What you should do. In the records below, find the line with "Test: the pointer", then retype it and every following line exactly, stopping after the line with "Then the output". Leave the pictures out.

Data for processing.

[Start of section]

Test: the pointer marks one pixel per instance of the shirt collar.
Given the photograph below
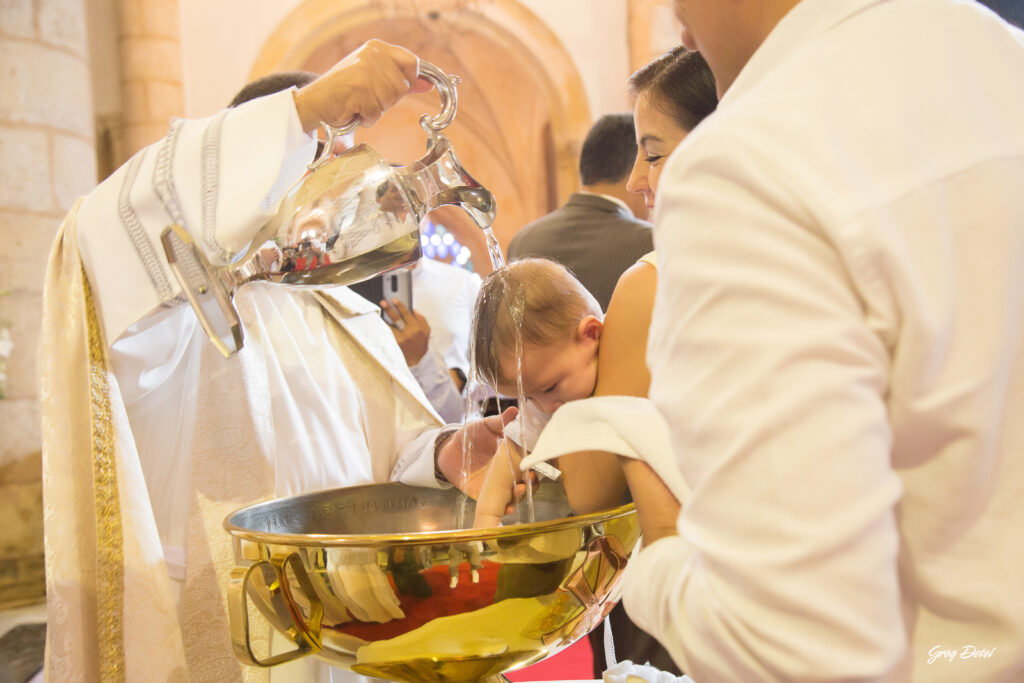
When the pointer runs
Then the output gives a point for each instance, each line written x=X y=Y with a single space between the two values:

[End of section]
[Start of section]

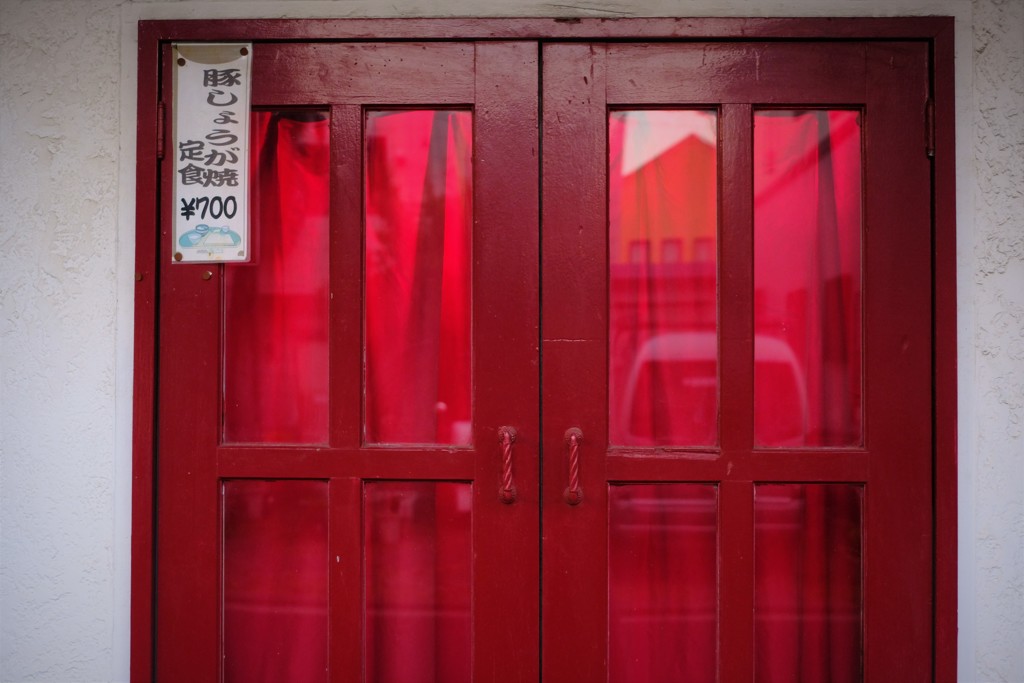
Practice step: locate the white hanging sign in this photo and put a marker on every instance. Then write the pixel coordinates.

[End of section]

Exercise response.
Test: the pointer marks one pixel per instance of the shirt collar.
Given the photograph below
When the pointer runs
Then the output gives a point for each instance, each line written x=X y=Y with a single space between the two values:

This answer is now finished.